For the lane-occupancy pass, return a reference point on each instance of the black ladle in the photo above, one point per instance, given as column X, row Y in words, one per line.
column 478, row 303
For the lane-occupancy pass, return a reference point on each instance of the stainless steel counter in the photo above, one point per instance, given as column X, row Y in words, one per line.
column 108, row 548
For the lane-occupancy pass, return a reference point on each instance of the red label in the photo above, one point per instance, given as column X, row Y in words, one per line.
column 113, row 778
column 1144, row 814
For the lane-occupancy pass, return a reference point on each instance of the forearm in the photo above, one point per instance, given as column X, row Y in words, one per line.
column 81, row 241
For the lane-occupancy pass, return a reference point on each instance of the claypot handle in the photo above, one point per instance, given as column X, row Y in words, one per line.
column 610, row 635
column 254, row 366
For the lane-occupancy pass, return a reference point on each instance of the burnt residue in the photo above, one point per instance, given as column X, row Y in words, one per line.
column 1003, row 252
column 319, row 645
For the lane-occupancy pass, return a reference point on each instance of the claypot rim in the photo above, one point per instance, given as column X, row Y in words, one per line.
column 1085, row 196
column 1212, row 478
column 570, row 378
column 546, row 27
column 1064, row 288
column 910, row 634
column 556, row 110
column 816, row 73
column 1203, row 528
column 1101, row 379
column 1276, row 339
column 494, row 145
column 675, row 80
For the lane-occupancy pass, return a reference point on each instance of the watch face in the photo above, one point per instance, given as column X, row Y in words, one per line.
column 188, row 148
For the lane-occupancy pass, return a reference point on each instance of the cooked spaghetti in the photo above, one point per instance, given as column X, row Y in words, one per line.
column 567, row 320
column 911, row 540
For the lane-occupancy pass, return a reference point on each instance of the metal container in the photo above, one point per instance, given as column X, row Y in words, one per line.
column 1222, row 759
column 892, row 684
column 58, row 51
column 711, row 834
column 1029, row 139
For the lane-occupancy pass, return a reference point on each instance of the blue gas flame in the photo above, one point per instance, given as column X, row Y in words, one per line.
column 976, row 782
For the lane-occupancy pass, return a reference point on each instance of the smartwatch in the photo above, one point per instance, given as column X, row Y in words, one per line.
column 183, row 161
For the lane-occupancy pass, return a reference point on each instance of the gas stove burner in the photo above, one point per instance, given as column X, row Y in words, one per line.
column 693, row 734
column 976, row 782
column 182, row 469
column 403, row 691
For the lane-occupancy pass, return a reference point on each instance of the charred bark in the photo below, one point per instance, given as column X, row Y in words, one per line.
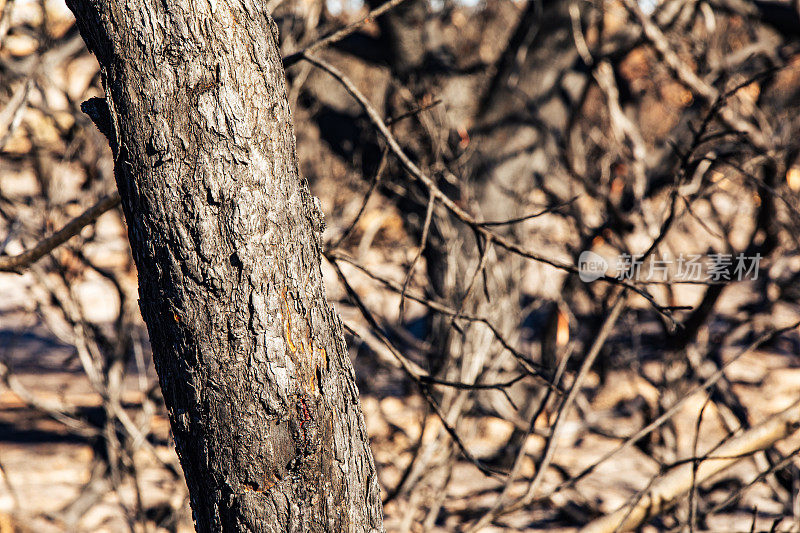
column 226, row 237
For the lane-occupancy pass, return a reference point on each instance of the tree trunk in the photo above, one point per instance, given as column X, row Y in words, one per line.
column 251, row 358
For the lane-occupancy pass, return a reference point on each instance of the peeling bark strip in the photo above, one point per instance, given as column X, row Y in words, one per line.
column 250, row 356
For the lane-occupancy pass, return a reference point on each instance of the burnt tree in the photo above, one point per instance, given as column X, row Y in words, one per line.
column 226, row 237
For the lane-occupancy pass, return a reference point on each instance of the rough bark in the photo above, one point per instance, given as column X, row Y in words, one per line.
column 226, row 237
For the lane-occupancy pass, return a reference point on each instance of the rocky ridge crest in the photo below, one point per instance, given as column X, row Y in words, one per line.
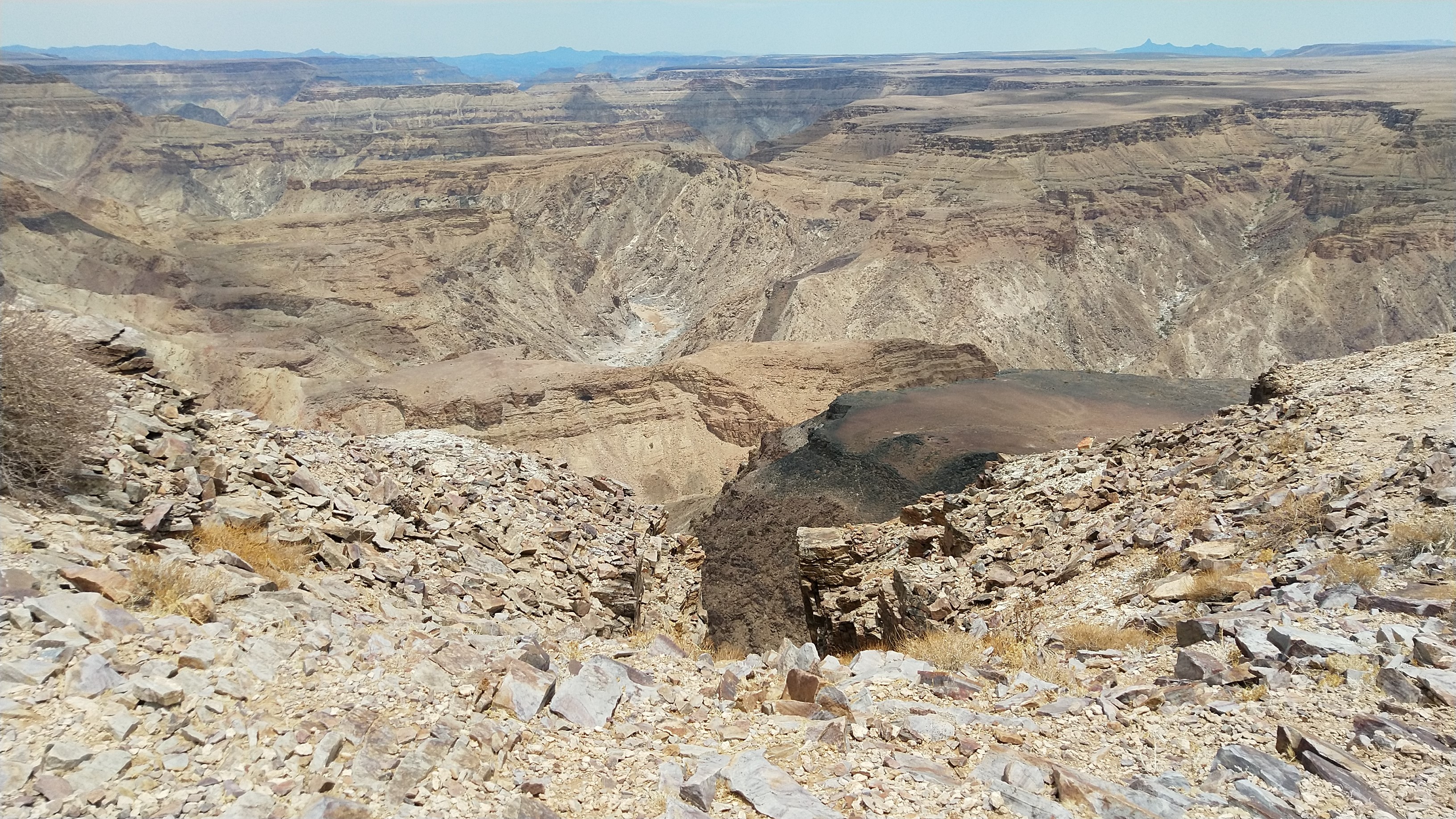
column 386, row 681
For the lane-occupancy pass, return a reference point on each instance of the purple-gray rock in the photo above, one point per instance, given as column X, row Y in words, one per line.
column 1276, row 773
column 1301, row 643
column 592, row 695
column 1262, row 802
column 925, row 770
column 771, row 790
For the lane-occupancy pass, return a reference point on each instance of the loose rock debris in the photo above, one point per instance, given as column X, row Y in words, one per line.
column 484, row 633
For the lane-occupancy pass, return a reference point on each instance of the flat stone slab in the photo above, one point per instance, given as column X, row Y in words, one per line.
column 925, row 770
column 592, row 697
column 774, row 792
column 1301, row 643
column 1274, row 771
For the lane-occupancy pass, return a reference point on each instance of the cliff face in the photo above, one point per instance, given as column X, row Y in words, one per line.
column 238, row 87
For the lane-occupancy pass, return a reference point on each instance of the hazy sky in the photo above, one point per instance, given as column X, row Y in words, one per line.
column 787, row 27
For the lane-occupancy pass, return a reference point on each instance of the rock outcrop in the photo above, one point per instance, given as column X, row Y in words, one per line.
column 458, row 640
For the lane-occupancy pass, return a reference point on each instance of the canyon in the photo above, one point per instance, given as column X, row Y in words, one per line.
column 324, row 247
column 979, row 435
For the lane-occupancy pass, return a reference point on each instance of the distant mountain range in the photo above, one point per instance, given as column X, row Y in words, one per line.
column 566, row 63
column 155, row 51
column 526, row 67
column 1318, row 50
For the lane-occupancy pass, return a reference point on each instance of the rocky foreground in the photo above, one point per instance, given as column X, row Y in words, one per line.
column 1237, row 617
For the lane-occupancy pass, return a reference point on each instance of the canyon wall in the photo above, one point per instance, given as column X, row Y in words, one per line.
column 337, row 248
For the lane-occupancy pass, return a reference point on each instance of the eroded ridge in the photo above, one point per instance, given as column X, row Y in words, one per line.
column 456, row 637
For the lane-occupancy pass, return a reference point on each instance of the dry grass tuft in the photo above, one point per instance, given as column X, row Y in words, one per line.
column 1432, row 533
column 1211, row 585
column 271, row 558
column 726, row 654
column 1349, row 664
column 1343, row 569
column 162, row 585
column 51, row 404
column 1088, row 636
column 948, row 649
column 1289, row 522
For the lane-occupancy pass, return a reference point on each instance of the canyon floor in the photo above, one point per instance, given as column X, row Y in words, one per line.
column 356, row 234
column 991, row 435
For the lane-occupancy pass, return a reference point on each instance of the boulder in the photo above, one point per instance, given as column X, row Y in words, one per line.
column 771, row 790
column 525, row 690
column 592, row 695
column 1280, row 776
column 111, row 585
column 1302, row 643
column 88, row 612
column 1432, row 652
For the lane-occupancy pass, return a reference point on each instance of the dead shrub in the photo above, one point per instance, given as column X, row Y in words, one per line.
column 1286, row 443
column 1343, row 569
column 1433, row 533
column 726, row 654
column 1253, row 693
column 269, row 557
column 1190, row 513
column 948, row 649
column 162, row 585
column 1349, row 664
column 51, row 404
column 1094, row 637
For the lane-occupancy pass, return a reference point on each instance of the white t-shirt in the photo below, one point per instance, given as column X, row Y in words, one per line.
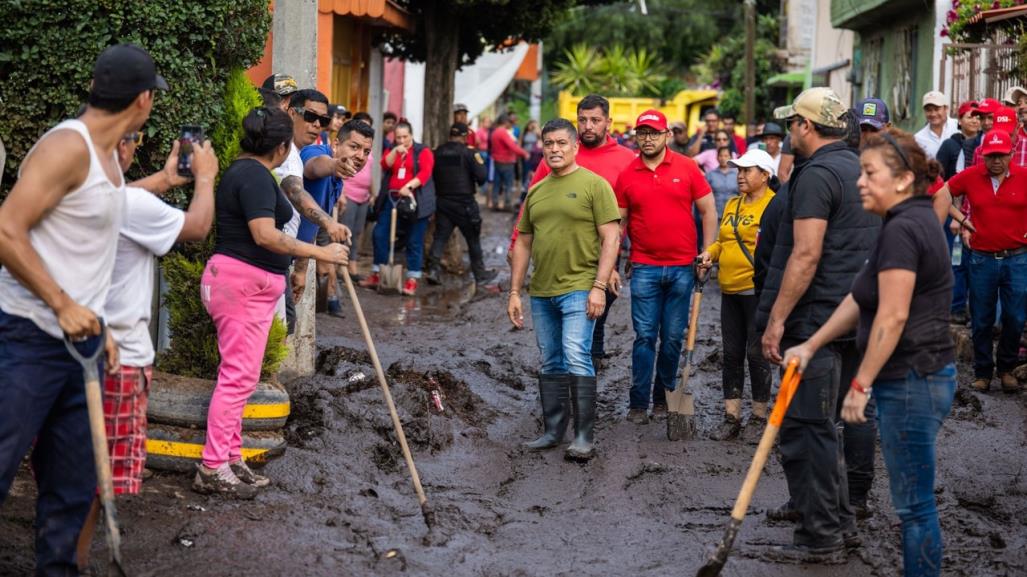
column 75, row 241
column 930, row 142
column 293, row 166
column 150, row 229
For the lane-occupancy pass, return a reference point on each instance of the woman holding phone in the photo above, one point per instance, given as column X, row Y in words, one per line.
column 240, row 286
column 900, row 304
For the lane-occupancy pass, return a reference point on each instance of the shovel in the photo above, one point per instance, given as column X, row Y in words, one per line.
column 98, row 430
column 680, row 405
column 788, row 387
column 426, row 512
column 391, row 274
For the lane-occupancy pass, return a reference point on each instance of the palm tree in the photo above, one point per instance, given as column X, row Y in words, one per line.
column 579, row 71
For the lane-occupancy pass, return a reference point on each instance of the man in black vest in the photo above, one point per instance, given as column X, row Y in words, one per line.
column 824, row 239
column 457, row 170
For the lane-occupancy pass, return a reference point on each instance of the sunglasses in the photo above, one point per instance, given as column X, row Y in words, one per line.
column 311, row 116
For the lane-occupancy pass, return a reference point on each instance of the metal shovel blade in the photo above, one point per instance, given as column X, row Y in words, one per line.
column 719, row 556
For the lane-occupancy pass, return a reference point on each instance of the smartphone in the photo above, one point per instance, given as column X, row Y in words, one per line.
column 191, row 135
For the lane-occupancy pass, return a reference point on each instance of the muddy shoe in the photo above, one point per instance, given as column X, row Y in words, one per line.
column 803, row 554
column 638, row 417
column 728, row 429
column 246, row 475
column 583, row 399
column 1010, row 383
column 753, row 431
column 223, row 482
column 785, row 512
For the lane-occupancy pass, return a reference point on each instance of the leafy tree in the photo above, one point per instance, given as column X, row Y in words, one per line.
column 454, row 33
column 724, row 66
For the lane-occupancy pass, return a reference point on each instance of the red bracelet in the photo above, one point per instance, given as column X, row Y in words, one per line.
column 858, row 387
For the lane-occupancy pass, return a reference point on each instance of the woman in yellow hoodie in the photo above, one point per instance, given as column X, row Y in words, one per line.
column 733, row 249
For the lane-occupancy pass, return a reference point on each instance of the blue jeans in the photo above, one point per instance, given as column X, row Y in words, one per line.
column 992, row 281
column 503, row 184
column 660, row 299
column 409, row 235
column 564, row 334
column 42, row 398
column 910, row 412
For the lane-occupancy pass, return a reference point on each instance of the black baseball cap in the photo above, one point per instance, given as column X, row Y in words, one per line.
column 123, row 71
column 459, row 129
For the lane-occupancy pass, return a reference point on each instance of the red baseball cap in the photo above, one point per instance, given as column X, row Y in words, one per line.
column 653, row 119
column 1005, row 119
column 968, row 106
column 996, row 142
column 988, row 106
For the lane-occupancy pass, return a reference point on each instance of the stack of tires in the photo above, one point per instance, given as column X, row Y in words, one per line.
column 177, row 423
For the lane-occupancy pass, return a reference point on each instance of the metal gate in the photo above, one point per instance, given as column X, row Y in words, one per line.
column 979, row 71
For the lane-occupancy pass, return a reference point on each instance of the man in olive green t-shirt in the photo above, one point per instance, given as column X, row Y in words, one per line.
column 570, row 229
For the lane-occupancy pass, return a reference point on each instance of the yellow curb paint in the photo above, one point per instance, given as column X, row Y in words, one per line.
column 275, row 411
column 190, row 450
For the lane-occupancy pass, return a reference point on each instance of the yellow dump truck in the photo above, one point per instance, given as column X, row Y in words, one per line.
column 686, row 107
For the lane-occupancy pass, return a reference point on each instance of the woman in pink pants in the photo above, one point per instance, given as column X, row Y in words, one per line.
column 240, row 286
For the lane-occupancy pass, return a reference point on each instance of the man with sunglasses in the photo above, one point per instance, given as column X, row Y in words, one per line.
column 823, row 241
column 308, row 109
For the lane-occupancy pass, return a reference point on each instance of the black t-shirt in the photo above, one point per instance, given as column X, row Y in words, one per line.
column 248, row 191
column 911, row 239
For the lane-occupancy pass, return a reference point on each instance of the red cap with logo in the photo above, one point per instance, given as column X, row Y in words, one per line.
column 653, row 119
column 1005, row 120
column 988, row 106
column 996, row 142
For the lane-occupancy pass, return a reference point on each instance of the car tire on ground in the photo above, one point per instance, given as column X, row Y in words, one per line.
column 179, row 449
column 184, row 402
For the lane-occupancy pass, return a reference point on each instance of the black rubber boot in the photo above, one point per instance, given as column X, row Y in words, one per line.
column 583, row 396
column 556, row 410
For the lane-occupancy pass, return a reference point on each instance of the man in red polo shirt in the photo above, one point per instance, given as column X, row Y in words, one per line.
column 600, row 153
column 656, row 193
column 996, row 193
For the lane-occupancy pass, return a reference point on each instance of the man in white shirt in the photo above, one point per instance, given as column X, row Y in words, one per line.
column 59, row 231
column 939, row 127
column 149, row 230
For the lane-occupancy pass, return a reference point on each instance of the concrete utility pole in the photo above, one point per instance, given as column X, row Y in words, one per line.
────────────────────
- _Work instructions_: Your answer must be the line containing "the black rubber" through the last line above, copied exactly, with nothing added.

- _Output_:
For the lane-occupancy pass, return a reference point on each instance of the black rubber boot in the photo above, one point per instance, given as column X, row Y in words, one per line.
column 583, row 396
column 556, row 410
For the lane-occupancy pass, return a reference point on each instance of the man in red polo shirt in the photo above, one point per instance, given as column X, row Y in words, one per line.
column 600, row 153
column 656, row 193
column 996, row 193
For the lane-occupancy pass, return a reference point on each instance of the man in white shirt in the photo above, one point per instance, given as column X, row Y in words, one per line.
column 59, row 231
column 939, row 127
column 149, row 230
For the lane-occupancy pass, return a reference point on each instance of the concrete utility pole in the photo above, one point per instance, given as column X, row Y in words, one per line.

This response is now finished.